EXCERPT TO READ
MCA/MCLPs earn 0.5 Education Credits for each webinar, both the live and recorded versions. Submit your request for CEUs using these links:

ISA credits were only available for the live webinars.


A special thanks to our speakers, and to Jaime Pinero, Tawny Simisky, Sonia Schloemann, Ellen Weeks, and Geoffrey Njue for their efforts to make this series possible.

2020 Invasive Insect Webinars

Scroll to the bottom of the page for recordings of the webinars in this series.

  • Research Updates: Chemical Management of the Spotted Lanternfly
    Dr. Phil Lewis, Project Leader with the APHIS Otis Laboratory
    This talk will give a brief overview of the biology and current distribution of the Spotted Lanternfly. Additional topics covered will focus on currently used treatments by arborists, alternative treatment methods and chemistries, and will wrap up with a short report on the status of a biological control effort for this invasive planthopper. 

  • Overview of Spotted Wing Drosophila Monitoring and Management Options 
    Dr. Jaime Pinero, UMass Stockbridge School of Agriculture and Extension Fruit Program
    This presentation will provide an update on the most effective monitoring and Integrated Pest Management (including organic) methods to protect berry crops from SWD injury.

Images for object localization
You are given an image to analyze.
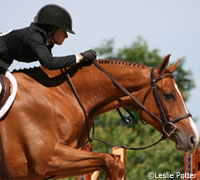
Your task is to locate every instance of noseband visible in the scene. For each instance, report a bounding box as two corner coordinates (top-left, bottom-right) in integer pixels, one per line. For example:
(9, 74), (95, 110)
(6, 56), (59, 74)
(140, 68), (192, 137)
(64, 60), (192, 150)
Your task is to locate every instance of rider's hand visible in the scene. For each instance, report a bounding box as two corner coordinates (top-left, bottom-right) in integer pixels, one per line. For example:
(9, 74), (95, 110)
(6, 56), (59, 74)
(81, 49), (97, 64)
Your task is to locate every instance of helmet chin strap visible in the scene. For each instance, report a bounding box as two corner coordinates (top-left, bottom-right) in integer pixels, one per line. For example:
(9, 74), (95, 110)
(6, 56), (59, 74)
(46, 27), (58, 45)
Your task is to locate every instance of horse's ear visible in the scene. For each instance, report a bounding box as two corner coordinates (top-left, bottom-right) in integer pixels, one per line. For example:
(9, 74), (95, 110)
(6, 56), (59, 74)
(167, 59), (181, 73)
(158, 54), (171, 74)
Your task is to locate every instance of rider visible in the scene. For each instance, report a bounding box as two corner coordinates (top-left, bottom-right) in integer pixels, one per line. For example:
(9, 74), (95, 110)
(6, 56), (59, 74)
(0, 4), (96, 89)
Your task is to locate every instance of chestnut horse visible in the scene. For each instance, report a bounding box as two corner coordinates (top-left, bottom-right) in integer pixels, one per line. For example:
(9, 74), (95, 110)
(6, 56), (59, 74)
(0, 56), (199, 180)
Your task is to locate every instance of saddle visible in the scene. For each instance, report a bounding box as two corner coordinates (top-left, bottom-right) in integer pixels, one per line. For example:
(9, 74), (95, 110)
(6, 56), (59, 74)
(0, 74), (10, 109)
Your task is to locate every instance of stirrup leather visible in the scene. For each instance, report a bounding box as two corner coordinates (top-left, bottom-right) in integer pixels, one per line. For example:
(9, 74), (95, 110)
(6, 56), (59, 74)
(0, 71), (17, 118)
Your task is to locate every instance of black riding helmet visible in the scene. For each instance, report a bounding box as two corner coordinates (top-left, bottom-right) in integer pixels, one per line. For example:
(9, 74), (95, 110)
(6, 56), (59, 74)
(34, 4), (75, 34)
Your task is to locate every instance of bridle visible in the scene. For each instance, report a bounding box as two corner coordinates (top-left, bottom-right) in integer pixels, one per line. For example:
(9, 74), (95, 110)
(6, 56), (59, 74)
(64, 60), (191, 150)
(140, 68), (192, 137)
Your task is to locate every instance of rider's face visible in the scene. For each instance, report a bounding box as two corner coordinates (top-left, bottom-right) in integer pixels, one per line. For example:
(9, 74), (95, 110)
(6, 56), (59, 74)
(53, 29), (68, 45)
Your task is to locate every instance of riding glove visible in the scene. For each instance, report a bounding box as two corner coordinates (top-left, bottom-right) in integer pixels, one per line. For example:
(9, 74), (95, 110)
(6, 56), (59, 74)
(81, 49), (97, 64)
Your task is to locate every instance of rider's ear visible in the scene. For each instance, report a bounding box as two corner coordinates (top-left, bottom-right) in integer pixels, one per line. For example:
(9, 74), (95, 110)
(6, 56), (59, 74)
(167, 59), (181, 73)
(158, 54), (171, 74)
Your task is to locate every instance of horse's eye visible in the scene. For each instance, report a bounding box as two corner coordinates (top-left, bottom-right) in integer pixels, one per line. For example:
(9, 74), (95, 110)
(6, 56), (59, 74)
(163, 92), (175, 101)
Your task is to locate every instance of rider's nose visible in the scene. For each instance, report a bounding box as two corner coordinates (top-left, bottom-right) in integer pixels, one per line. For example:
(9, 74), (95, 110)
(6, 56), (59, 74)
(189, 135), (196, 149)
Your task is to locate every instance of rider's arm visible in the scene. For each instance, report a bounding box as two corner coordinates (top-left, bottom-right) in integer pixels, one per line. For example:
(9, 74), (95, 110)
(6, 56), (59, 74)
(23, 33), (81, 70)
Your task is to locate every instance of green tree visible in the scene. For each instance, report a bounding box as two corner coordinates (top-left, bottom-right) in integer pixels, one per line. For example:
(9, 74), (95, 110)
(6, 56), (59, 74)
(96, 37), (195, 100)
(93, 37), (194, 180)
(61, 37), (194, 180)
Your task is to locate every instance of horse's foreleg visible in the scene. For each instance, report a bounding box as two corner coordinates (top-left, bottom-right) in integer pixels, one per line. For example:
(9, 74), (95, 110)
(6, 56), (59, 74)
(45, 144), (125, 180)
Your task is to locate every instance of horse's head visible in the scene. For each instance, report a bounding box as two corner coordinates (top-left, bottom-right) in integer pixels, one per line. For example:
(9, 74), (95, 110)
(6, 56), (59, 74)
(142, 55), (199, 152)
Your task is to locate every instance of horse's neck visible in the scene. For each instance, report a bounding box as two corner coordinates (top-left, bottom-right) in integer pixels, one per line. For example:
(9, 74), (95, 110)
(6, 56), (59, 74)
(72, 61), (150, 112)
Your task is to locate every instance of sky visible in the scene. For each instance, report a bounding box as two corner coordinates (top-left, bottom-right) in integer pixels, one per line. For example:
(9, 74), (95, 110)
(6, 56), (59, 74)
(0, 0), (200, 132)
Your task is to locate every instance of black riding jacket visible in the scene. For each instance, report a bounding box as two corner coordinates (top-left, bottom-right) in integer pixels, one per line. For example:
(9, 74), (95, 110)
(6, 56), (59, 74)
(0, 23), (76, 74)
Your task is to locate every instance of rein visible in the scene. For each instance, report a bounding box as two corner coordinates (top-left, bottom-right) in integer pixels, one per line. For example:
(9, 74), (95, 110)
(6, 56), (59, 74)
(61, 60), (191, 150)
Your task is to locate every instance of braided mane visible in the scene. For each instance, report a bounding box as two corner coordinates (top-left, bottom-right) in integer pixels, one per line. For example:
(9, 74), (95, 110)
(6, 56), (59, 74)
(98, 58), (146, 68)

WORK REQUEST 1
According to the invasive insect webinar text, who presents the talk on chemical management of the Spotted Lanternfly?
WORK REQUEST 2
Please carry on the invasive insect webinar text from its last sentence.

EXERCISE OUTPUT 1
Dr. Phil Lewis, Project Leader with the APHIS Otis Laboratory.

EXERCISE OUTPUT 2
  • Spotted Lanternfly and Environmental DNA: Insect Monitoring of the Future
    Dr. Julie Lockwood, Professor and Chair, Ecology, Evolution and Natural Resources, Rutgers University
    The increased numbers of invasive insects, and the huge toll they can exact, argues strongly for better tools for pest species monitoring and surveillance.  Once such tool relies on capturing the DNA shed by invasive insects as they move through their habitats, called environmental DNA (eDNA).  Much like using DNA evidence in a criminal trial, invasive insect eDNA monitoring tools allow us to pinpoint where these species have been without ever having to catch them ‘in the act’.  I’ll show how eDNA is a vast improvement over conventional methods in our ability to detect and monitor spotted lanternfly in forests, urban areas, and vineyards.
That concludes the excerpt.